▶ _Prompt_: Report how many lines in the records below contain the word "noun", counting only matches with the same capitalization. Give the number alone.

▶ _Recorded data_:
# # # # #

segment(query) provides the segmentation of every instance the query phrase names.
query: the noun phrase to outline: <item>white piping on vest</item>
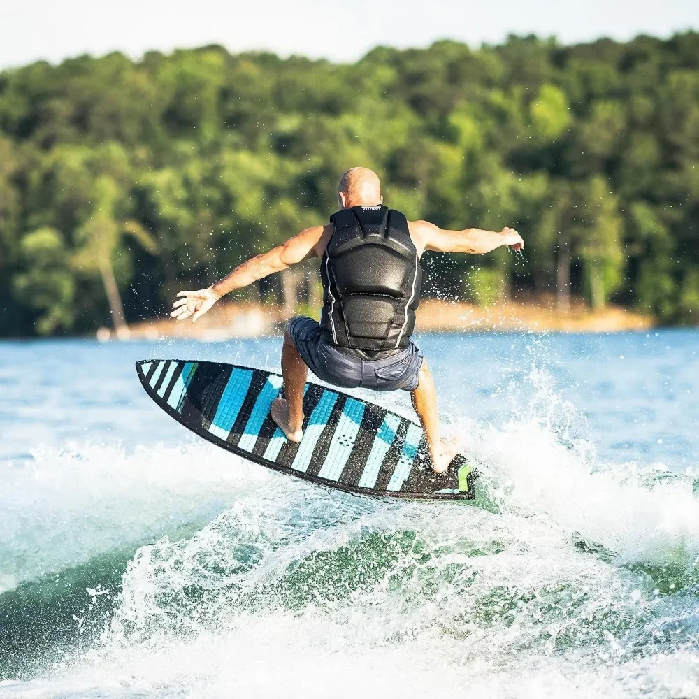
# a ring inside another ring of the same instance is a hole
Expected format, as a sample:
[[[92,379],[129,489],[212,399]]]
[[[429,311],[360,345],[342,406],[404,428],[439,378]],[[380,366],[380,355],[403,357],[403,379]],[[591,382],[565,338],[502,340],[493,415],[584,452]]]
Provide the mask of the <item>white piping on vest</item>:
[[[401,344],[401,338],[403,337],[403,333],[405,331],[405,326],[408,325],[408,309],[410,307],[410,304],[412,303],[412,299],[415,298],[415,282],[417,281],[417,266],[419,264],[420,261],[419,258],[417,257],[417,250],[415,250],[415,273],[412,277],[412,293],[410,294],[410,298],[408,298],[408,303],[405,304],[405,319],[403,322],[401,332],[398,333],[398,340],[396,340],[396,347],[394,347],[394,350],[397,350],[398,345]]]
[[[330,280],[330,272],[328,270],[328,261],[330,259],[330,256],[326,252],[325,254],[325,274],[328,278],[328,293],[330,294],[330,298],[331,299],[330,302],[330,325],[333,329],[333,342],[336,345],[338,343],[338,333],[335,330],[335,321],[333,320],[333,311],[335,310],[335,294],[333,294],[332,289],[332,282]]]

# # # # #

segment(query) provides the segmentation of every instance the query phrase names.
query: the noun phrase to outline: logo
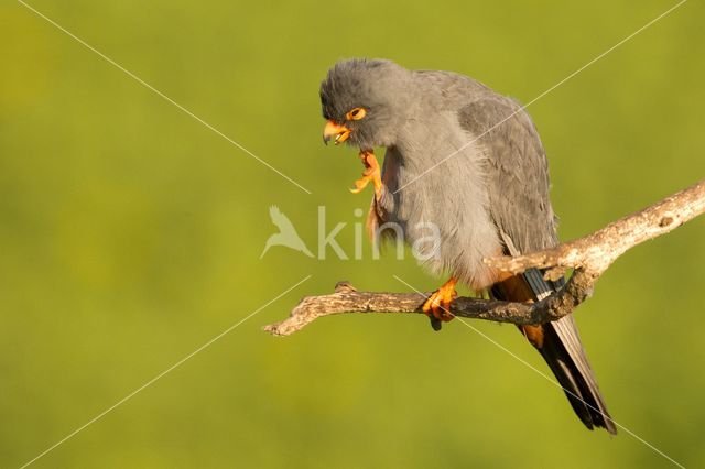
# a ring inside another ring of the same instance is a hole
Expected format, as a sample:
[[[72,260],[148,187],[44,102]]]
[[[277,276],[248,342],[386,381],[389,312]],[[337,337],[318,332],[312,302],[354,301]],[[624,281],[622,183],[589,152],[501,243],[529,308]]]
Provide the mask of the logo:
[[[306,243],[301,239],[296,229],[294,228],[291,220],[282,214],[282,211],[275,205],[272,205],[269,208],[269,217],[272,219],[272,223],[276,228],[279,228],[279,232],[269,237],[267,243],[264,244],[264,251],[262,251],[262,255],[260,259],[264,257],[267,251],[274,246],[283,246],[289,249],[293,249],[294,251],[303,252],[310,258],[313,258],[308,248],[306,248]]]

# # # # #

▶ _Reply to the exercise_: 2